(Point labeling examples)
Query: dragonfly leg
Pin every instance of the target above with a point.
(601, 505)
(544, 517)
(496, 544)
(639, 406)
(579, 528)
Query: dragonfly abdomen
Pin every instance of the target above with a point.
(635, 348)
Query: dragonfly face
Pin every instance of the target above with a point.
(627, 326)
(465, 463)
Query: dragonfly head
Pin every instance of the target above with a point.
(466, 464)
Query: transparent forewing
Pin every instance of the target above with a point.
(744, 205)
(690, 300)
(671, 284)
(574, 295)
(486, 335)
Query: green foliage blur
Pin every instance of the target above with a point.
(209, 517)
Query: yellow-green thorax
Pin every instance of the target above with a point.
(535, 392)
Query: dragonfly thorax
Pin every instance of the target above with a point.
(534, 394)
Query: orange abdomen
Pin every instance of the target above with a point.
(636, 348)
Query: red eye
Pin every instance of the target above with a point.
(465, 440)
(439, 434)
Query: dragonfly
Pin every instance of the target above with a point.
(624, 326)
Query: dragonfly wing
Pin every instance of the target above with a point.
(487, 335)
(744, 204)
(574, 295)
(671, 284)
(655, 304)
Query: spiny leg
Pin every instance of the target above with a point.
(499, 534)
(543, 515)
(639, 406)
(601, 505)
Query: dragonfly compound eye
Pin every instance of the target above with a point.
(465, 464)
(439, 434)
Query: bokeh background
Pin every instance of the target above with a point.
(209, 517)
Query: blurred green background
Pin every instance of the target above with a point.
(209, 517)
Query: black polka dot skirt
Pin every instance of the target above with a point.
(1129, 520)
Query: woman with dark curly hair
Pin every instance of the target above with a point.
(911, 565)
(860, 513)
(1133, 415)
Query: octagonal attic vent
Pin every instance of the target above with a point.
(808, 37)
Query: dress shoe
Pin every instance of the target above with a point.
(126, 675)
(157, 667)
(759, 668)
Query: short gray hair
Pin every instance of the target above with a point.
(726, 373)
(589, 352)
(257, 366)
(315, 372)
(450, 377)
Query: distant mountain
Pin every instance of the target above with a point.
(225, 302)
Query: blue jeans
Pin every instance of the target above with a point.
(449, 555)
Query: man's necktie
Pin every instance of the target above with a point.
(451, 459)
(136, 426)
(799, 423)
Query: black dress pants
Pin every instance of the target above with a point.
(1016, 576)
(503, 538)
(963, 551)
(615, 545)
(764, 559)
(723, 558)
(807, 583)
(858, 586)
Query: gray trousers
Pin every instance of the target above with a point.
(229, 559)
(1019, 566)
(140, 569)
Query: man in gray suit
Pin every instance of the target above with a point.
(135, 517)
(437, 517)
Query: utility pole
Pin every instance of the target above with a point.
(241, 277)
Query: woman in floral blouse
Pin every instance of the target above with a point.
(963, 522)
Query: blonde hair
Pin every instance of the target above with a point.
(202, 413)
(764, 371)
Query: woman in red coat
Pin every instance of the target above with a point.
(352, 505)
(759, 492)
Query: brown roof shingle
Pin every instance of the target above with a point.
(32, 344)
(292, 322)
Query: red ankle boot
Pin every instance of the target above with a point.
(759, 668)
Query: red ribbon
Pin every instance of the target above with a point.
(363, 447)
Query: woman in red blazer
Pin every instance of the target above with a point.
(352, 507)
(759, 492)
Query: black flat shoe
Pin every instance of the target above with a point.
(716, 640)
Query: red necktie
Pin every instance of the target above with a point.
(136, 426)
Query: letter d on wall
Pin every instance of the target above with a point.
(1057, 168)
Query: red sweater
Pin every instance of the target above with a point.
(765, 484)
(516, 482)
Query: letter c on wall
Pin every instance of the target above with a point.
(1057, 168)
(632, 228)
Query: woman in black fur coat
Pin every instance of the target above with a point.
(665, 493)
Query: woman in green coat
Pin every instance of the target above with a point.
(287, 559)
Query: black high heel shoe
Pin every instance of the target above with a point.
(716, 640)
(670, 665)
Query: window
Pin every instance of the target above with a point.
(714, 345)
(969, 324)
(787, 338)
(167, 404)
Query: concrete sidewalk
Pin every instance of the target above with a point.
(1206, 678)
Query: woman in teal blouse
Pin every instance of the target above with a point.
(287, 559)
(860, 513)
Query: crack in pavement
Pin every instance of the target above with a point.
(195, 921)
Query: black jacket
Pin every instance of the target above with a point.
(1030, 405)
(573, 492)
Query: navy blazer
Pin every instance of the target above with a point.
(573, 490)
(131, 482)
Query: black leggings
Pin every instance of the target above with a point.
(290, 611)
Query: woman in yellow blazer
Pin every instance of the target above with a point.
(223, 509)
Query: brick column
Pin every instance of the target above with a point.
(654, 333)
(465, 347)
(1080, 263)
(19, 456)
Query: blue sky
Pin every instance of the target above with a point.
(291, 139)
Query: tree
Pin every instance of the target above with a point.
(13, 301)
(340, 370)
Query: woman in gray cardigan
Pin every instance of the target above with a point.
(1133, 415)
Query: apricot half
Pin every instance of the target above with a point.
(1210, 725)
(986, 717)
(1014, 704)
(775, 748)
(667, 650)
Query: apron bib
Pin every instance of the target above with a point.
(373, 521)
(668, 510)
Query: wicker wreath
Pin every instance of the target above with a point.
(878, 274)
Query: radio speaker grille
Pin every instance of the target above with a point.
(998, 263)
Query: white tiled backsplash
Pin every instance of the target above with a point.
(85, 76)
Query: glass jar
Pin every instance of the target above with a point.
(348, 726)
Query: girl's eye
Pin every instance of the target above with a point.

◆ Work to do ◆
Print only the lines from the one with "Query: concrete sidewalk" to the end of the records, both included.

◆ Problem solution ◆
Query: concrete sidewalk
Pin every instance of the target above with a point.
(1206, 678)
Query: woman in teal blouse
Pin every instance of the target above with a point.
(287, 559)
(860, 513)
Query: crack in pavement
Pin every instance of the target above with a point.
(195, 921)
Query: black jacket
Pin every instance of the target above with a point.
(1030, 405)
(573, 492)
Query: navy blazer
Pin every instance of the target above with a point.
(573, 490)
(131, 482)
Query: black leggings
Pin every instance of the target above with a point.
(290, 611)
Query: woman in yellow blazer
Pin every instance of the target above with a point.
(223, 509)
Query: brick column
Pin every instance of the target above with a point.
(654, 333)
(465, 347)
(1080, 263)
(19, 456)
Query: blue sky
Pin every instance of the target above with a point.
(291, 139)
Query: tree
Pin every instance of the target above with a point.
(13, 301)
(340, 370)
Query: woman in gray cardigan
Pin every instance of the target above with a point.
(1133, 415)
Query: apricot half
Pin every instance of the target above with a point.
(1210, 725)
(986, 717)
(1014, 704)
(775, 748)
(667, 650)
Query: apron bib
Pin every instance of the target above with a point.
(373, 521)
(668, 510)
Query: wicker wreath
Pin every instance of the target above with a point.
(878, 274)
Query: radio speaker grille
Pin every instance of the target above with a point.
(998, 263)
Query: white tiled backsplash
Pin every instance of the target above with a point.
(85, 76)
Query: glass jar
Pin every instance of the target above with a point.
(348, 726)
Query: girl's eye
Pin every instance of the target above with a point.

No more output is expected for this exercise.